BEGIN Input data
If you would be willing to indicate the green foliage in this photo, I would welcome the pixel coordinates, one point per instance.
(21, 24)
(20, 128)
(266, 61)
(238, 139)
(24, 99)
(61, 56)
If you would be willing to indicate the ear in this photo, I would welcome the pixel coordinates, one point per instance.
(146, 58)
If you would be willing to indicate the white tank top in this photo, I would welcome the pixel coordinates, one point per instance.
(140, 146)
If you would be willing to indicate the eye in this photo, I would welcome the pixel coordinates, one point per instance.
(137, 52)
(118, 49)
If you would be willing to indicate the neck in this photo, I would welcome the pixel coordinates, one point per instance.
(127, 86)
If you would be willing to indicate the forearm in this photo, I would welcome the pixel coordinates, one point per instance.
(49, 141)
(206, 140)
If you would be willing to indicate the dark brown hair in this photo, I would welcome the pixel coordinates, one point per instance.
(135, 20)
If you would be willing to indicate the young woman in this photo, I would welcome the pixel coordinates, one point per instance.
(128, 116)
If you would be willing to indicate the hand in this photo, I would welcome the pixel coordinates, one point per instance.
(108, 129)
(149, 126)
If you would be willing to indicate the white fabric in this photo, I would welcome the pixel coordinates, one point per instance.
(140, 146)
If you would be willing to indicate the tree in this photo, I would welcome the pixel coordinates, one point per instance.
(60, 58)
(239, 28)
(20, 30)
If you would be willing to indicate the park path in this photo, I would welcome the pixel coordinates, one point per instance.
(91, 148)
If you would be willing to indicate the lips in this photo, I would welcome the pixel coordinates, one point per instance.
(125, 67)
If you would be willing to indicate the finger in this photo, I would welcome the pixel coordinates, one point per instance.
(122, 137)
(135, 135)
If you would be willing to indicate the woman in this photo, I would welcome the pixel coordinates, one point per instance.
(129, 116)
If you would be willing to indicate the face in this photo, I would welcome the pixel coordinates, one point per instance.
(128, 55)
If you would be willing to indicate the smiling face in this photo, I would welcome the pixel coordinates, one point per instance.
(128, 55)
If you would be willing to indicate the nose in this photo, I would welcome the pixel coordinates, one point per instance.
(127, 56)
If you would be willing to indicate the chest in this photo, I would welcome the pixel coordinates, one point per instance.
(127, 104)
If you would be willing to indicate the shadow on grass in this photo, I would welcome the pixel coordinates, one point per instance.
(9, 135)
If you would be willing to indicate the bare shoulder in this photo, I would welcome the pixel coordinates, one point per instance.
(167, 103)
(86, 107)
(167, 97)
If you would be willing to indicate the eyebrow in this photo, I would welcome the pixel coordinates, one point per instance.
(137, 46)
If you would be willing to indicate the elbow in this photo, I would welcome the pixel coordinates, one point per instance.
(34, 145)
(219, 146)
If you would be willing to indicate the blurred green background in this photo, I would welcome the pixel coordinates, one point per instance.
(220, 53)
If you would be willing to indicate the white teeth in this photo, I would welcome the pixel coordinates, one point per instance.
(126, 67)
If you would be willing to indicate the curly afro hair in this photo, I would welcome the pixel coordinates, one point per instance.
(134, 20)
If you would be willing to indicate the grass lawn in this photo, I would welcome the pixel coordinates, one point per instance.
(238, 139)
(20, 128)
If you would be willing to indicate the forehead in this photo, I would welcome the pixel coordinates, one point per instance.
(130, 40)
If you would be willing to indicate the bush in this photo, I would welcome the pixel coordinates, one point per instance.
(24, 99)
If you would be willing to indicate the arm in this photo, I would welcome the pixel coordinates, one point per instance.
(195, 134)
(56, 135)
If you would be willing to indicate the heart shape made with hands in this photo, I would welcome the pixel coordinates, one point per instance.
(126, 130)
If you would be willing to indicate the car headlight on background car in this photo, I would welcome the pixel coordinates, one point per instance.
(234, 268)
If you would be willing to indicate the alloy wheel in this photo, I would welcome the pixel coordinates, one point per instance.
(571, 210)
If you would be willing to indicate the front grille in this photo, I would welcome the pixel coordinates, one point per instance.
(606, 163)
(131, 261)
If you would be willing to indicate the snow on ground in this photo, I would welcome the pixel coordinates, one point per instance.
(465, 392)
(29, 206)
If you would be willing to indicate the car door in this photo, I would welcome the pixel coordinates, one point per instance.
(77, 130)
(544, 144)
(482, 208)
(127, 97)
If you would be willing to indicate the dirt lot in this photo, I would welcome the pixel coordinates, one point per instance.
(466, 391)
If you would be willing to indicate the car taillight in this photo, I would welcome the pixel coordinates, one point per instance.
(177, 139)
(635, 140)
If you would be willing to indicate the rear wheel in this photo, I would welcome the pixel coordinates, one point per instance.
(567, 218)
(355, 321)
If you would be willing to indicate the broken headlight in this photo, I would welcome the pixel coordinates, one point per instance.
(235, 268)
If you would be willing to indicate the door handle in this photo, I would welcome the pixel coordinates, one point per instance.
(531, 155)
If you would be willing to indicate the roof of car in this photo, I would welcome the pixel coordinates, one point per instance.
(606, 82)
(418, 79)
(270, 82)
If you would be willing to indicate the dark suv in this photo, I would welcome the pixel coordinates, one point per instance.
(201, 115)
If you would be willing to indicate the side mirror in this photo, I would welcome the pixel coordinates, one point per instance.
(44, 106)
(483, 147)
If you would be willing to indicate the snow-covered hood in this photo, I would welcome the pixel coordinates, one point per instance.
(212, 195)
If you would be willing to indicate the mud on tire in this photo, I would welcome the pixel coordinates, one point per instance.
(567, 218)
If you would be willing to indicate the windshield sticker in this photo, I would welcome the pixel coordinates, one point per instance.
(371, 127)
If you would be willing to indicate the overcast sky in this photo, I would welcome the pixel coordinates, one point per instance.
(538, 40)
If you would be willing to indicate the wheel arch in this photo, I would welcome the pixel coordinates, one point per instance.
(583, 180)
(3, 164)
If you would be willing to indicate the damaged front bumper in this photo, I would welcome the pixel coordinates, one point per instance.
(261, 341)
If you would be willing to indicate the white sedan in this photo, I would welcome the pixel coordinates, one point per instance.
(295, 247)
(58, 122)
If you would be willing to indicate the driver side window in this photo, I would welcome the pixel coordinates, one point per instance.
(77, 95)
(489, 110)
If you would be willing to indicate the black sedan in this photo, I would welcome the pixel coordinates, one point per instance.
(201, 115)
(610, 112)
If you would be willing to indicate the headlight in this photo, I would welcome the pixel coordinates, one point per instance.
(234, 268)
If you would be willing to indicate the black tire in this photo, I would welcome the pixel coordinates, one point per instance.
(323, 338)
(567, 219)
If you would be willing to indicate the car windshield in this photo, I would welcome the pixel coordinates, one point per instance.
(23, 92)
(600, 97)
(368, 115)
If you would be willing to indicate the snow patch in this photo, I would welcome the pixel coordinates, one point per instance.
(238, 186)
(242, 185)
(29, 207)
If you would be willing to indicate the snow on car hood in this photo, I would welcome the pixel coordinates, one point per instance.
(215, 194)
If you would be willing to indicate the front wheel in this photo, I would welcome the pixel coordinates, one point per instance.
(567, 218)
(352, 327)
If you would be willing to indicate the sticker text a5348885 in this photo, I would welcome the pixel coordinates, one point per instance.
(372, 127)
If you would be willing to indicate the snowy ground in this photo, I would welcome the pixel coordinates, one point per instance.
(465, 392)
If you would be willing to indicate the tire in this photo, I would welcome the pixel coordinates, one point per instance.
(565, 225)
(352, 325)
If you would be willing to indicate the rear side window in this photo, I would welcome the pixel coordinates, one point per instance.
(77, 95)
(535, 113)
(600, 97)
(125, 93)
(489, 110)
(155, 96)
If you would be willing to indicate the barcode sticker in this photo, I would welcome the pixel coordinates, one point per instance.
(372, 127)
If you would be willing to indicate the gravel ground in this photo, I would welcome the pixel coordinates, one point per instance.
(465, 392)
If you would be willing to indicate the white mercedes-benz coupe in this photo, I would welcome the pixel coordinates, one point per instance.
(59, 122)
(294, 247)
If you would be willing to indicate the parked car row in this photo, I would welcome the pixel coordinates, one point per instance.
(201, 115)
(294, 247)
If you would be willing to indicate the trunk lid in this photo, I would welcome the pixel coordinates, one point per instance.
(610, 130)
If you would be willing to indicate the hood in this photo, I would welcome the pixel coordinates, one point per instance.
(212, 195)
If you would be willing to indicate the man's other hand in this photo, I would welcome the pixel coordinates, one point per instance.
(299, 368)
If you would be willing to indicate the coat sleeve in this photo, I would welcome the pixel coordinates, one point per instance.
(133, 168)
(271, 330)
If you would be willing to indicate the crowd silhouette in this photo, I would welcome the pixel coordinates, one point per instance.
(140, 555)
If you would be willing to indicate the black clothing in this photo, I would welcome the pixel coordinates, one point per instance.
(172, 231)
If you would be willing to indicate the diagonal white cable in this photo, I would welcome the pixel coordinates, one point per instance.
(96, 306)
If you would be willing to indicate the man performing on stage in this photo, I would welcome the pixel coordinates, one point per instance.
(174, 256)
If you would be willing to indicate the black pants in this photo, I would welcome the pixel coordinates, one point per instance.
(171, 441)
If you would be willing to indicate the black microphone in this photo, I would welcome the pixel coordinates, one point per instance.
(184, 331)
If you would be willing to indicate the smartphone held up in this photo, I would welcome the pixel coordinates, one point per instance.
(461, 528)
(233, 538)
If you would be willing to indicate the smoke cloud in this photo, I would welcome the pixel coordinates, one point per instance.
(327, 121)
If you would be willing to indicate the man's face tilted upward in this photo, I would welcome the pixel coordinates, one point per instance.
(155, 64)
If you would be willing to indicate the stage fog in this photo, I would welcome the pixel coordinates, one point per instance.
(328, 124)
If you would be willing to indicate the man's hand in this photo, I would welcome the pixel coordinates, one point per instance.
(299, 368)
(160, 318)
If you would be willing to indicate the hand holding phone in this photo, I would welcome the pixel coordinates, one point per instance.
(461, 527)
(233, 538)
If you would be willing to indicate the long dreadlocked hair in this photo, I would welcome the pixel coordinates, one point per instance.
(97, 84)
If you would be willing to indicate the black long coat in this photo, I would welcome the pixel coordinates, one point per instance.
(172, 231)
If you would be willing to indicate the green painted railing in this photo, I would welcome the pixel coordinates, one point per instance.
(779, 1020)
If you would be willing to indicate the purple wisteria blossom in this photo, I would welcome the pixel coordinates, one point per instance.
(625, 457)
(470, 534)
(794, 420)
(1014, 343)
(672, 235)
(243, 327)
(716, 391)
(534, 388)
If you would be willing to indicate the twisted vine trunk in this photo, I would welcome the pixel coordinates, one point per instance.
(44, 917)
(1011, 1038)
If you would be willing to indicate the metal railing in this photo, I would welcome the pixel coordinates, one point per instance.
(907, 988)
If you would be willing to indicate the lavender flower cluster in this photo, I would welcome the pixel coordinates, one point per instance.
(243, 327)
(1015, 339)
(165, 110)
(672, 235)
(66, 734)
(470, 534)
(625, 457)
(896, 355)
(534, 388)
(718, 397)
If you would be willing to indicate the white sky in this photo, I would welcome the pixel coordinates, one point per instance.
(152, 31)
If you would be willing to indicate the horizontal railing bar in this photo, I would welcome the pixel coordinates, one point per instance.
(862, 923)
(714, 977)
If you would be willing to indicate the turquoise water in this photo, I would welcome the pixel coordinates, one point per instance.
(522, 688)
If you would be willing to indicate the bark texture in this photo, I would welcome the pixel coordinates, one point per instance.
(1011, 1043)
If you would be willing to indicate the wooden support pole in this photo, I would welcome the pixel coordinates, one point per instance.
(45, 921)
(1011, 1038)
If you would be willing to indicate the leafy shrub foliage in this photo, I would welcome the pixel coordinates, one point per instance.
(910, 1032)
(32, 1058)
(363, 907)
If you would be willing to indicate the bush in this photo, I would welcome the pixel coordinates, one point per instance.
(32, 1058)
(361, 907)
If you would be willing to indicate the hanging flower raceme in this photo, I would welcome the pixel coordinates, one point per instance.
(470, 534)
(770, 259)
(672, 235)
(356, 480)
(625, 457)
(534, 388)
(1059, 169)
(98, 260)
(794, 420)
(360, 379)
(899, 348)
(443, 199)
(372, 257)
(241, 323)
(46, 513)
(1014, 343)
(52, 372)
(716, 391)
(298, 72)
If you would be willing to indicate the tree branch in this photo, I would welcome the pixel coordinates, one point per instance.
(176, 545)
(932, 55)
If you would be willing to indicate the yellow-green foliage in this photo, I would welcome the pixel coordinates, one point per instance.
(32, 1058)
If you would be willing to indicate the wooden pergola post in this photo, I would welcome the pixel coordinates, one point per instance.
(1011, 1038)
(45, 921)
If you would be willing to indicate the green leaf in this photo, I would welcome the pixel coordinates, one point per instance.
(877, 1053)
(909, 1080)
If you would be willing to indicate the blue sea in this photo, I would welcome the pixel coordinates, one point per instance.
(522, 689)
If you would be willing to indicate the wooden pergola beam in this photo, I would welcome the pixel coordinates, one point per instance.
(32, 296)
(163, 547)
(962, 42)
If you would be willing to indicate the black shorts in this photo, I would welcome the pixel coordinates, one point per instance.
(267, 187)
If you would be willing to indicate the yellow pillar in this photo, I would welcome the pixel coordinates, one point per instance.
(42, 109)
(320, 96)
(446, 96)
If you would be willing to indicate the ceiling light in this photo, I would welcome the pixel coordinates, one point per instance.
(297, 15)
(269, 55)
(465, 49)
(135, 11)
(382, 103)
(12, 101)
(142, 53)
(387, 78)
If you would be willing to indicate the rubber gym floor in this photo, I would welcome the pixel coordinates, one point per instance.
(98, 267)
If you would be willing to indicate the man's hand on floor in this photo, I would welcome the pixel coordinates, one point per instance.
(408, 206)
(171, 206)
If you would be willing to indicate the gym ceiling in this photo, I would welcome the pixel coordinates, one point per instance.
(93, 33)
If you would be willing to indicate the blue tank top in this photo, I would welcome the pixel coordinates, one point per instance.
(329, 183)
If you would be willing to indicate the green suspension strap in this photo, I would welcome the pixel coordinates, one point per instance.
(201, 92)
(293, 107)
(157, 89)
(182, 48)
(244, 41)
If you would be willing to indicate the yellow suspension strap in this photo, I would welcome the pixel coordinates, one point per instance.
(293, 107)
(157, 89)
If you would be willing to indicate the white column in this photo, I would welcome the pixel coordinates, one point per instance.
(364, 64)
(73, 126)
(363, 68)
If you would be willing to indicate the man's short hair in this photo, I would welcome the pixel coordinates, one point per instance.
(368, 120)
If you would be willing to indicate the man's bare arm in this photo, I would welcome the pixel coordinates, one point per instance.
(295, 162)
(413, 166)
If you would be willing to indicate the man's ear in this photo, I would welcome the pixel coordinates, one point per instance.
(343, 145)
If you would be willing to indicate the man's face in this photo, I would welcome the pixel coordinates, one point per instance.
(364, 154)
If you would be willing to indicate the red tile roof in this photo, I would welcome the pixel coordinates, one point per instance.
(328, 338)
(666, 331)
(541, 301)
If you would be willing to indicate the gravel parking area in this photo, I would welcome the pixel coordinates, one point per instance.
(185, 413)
END Input data
§ What you should do: Retype, exactly as shown, the lines from the one with "If you would be willing to indicate the man's face in" through the end of the records.

§ Solution to the problem:
If you would be willing to indicate the man's face in this photo, I would welcome the pixel coordinates, one point per instance.
(364, 154)
If you would be willing to indicate the red tile roof in this photo, I would welcome the pixel coordinates, one point per instance.
(328, 338)
(666, 331)
(541, 301)
If you would be willing to indicate the gravel parking area in this photo, I would welcome the pixel coordinates, one point per instance.
(185, 413)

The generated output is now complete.